## OBJECTIVE
Extract every line of the records below that contains the string "mask", and reproduce each such line in full.

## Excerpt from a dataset
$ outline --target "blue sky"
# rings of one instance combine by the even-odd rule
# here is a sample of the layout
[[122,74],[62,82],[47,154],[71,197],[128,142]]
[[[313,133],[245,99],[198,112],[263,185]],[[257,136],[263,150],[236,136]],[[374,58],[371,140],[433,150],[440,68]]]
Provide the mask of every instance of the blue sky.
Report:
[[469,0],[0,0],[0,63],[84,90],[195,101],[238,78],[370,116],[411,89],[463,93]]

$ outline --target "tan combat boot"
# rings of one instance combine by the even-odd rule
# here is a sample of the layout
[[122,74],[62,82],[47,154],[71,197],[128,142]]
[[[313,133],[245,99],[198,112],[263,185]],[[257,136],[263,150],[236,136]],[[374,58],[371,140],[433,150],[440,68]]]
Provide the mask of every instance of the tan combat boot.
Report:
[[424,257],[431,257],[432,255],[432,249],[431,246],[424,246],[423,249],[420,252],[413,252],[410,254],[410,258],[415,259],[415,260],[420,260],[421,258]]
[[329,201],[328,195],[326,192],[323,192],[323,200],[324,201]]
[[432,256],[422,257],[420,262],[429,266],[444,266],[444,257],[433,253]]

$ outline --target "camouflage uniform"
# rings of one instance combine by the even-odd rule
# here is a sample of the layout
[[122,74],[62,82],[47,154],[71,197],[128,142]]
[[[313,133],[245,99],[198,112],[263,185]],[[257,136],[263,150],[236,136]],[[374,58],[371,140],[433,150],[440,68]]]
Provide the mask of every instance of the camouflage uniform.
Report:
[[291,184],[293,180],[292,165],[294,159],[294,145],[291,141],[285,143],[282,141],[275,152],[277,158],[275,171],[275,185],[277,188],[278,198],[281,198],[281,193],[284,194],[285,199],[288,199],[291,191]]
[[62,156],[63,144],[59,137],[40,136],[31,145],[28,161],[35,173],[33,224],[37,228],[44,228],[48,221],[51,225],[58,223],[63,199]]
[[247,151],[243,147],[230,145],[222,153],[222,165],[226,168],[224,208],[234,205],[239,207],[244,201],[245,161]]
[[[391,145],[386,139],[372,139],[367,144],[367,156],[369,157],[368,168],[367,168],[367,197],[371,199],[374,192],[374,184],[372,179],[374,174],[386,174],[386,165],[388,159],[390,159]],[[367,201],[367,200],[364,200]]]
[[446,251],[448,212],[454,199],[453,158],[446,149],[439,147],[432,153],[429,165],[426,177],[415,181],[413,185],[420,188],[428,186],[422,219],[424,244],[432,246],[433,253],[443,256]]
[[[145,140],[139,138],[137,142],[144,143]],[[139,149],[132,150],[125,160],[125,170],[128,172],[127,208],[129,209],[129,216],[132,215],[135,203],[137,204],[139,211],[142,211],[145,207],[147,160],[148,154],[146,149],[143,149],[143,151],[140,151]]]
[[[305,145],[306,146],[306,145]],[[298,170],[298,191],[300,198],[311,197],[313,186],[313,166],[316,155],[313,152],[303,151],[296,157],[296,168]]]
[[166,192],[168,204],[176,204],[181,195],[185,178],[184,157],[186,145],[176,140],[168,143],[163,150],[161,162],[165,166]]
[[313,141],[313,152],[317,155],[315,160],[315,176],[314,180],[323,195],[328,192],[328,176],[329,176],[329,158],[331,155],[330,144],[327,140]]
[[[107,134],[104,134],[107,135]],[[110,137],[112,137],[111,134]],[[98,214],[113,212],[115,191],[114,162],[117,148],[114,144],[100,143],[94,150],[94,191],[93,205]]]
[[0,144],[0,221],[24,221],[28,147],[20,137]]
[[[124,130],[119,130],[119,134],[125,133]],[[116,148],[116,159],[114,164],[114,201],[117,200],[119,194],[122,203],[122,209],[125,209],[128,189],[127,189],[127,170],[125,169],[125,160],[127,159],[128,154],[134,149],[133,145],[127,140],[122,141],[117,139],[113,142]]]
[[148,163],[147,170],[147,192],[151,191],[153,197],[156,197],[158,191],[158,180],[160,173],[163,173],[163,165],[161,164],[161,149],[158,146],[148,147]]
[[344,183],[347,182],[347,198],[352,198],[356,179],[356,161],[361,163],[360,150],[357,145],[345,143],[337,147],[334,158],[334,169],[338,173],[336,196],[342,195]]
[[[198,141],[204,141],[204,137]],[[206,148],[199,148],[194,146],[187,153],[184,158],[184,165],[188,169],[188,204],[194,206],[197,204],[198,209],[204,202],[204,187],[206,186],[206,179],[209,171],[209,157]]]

## TASK OUTPUT
Provide the mask of every instance of the blue sky.
Provide the mask of every instance of the tan combat boot.
Provide the mask of every instance of the camouflage uniform.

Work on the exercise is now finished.